Content starts

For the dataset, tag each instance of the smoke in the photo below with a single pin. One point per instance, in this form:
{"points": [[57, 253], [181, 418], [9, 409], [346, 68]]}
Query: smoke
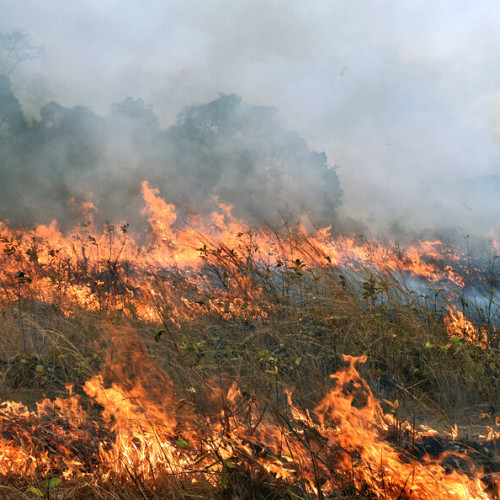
{"points": [[402, 97]]}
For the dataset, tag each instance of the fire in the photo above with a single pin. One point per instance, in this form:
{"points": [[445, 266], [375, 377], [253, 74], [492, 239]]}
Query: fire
{"points": [[458, 326], [131, 424]]}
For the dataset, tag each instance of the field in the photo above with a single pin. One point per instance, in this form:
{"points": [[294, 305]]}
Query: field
{"points": [[213, 360]]}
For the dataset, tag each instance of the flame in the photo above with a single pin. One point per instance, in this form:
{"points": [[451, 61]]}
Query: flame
{"points": [[458, 326], [129, 425]]}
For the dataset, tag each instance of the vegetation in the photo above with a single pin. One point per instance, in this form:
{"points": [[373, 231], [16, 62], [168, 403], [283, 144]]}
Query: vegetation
{"points": [[277, 324]]}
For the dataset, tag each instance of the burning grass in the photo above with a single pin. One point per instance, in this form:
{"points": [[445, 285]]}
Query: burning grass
{"points": [[219, 361]]}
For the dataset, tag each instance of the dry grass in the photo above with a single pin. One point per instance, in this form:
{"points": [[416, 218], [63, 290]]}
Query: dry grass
{"points": [[290, 335]]}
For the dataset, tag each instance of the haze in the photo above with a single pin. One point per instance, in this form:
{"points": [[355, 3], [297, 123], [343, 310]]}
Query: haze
{"points": [[403, 97]]}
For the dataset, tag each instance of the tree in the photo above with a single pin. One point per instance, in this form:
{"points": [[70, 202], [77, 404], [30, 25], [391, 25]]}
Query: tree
{"points": [[244, 155], [15, 48]]}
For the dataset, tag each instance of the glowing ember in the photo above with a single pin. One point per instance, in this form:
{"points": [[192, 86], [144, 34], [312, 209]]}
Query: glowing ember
{"points": [[128, 424]]}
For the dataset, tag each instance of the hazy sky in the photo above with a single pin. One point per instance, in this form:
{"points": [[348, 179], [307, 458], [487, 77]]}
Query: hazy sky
{"points": [[404, 97]]}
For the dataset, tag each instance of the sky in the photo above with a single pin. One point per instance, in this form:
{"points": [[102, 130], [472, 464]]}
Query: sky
{"points": [[404, 97]]}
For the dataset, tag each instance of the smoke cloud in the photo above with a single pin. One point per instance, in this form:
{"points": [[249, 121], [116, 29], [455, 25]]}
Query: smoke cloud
{"points": [[402, 97]]}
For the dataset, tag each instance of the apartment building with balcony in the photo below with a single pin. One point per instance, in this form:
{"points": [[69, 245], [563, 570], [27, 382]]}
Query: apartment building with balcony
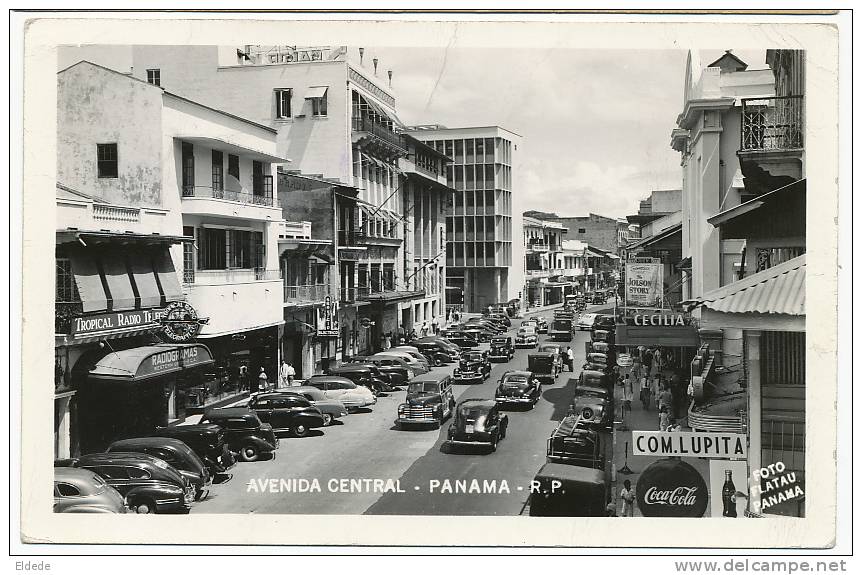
{"points": [[335, 118], [752, 316], [482, 258], [163, 217], [544, 263]]}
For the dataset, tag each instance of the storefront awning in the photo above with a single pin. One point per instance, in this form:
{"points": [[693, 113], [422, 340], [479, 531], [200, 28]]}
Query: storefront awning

Content ends

● Required action:
Repeat the records above exactly, omitting every picture.

● Final answer:
For the dataset, tag each instance of the smoke in the photo below with a single pin. One point per instance, in this form:
{"points": [[57, 253], [181, 418], [9, 409], [346, 68]]}
Query: smoke
{"points": [[402, 97]]}
For the dataset, tag each instance of the fire in the photo above with a single pin. One point per instance, in this form:
{"points": [[445, 266], [375, 377], [253, 74], [492, 239]]}
Query: fire
{"points": [[458, 326], [131, 424]]}
For the dataset, tag each instance of the field in the photo above with a single pin. One point per instance, in this form:
{"points": [[294, 305]]}
Query: field
{"points": [[213, 360]]}
For the dataset, tag each instance of the flame in the photo above with a single pin. One point per instance, in this form:
{"points": [[451, 61]]}
Query: flame
{"points": [[458, 326], [129, 425]]}
For the dataset, tag each instance of the vegetation in the photo above with a single pin. One point per instance, in this form:
{"points": [[373, 231], [16, 62], [168, 403], [283, 144]]}
Query: vegetation
{"points": [[277, 324]]}
For the dataset, tag each instance of the burning grass in the photo above with a single pin. One point per instance, in this form:
{"points": [[445, 285]]}
Query: burning grass
{"points": [[219, 361]]}
For the dataset, tag each instance of the dry grass in the photo above with a single pin. One point per instance, in this form:
{"points": [[416, 218], [63, 290]]}
Query: dry grass
{"points": [[290, 335]]}
For the dataset, tag each instance of the haze in the photo above with a single pin. One point per instance, in this form:
{"points": [[355, 3], [297, 123], [343, 310]]}
Query: haze
{"points": [[403, 97]]}
For the dataset, tag each instance of the tree in the photo above with a single pin. One point per instance, in this form:
{"points": [[70, 202], [77, 404], [30, 25], [391, 25]]}
Query: tree
{"points": [[244, 155], [15, 48]]}
For the dataset, tag each instance of the glowing ember in the photo above with a single pin. One point per instance, in this form:
{"points": [[192, 86], [144, 34], [312, 209]]}
Query: glowing ember
{"points": [[128, 424]]}
For the dataset, tag each instance of the hazy sky in the photo above with a single pin. One point per instance, in this form:
{"points": [[348, 179], [307, 458], [487, 77]]}
Query: hazy sky
{"points": [[404, 97]]}
For the dataset, tag each instance of the sky in the photo above with a single pin. One point per instance, in this form:
{"points": [[102, 130], [472, 464]]}
Query: sky
{"points": [[404, 97]]}
For the dataset, tag each instance of the smoke cloud in the photo above with a single pin. One point per instance, in this form:
{"points": [[249, 121], [116, 29], [455, 25]]}
Query: smoke cloud
{"points": [[402, 97]]}
For the dataset, tag each instance of the apartment building with balcony in the photo below with a single pin. One point per instance, in this form:
{"points": [[69, 245], [563, 570], [27, 382]]}
Query: apartment building with balcony
{"points": [[335, 118], [752, 316], [482, 258], [163, 217], [544, 263]]}
For the dataset, tag each instance of the storefront awning in the photo above with a single pin. One point per instance, in this form:
{"points": [[693, 113], [422, 340], [479, 531], [200, 28]]}
Query: storefront awning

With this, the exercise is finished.